╭─ Source material
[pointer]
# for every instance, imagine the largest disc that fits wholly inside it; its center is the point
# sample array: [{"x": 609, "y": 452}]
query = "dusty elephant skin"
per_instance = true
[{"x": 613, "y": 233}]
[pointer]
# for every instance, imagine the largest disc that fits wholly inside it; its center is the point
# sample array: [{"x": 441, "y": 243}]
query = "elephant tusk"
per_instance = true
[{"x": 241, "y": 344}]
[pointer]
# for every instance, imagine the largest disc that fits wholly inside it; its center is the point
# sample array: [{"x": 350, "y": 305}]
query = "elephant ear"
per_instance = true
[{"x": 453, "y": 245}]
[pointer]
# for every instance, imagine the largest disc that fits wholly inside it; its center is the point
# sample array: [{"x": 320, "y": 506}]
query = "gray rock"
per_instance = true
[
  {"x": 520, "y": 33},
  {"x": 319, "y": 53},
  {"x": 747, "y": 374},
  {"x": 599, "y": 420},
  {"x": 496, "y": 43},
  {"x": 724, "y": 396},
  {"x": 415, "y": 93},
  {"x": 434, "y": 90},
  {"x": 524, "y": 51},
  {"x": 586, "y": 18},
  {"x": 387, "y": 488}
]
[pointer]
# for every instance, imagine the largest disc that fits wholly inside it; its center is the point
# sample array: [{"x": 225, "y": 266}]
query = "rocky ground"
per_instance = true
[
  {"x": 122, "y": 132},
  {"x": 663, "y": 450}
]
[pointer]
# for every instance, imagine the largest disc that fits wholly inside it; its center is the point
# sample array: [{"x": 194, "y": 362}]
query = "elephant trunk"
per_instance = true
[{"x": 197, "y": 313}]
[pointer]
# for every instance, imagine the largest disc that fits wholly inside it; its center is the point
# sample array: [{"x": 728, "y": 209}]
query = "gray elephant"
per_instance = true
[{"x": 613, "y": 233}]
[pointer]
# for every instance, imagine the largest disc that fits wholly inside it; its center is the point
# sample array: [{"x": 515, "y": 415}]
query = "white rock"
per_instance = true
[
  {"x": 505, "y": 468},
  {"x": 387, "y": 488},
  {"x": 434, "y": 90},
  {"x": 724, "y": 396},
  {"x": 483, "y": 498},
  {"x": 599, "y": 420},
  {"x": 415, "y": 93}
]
╰─
**What this task involves**
Look through the data above for the word "sample". Report each line where it occurs.

**Answer box**
# sample array: [{"x": 609, "y": 452}]
# sample array: [{"x": 441, "y": 243}]
# sample array: [{"x": 350, "y": 305}]
# sample array: [{"x": 320, "y": 506}]
# sample array: [{"x": 225, "y": 266}]
# sample array: [{"x": 194, "y": 362}]
# sample array: [{"x": 728, "y": 209}]
# sample array: [{"x": 515, "y": 415}]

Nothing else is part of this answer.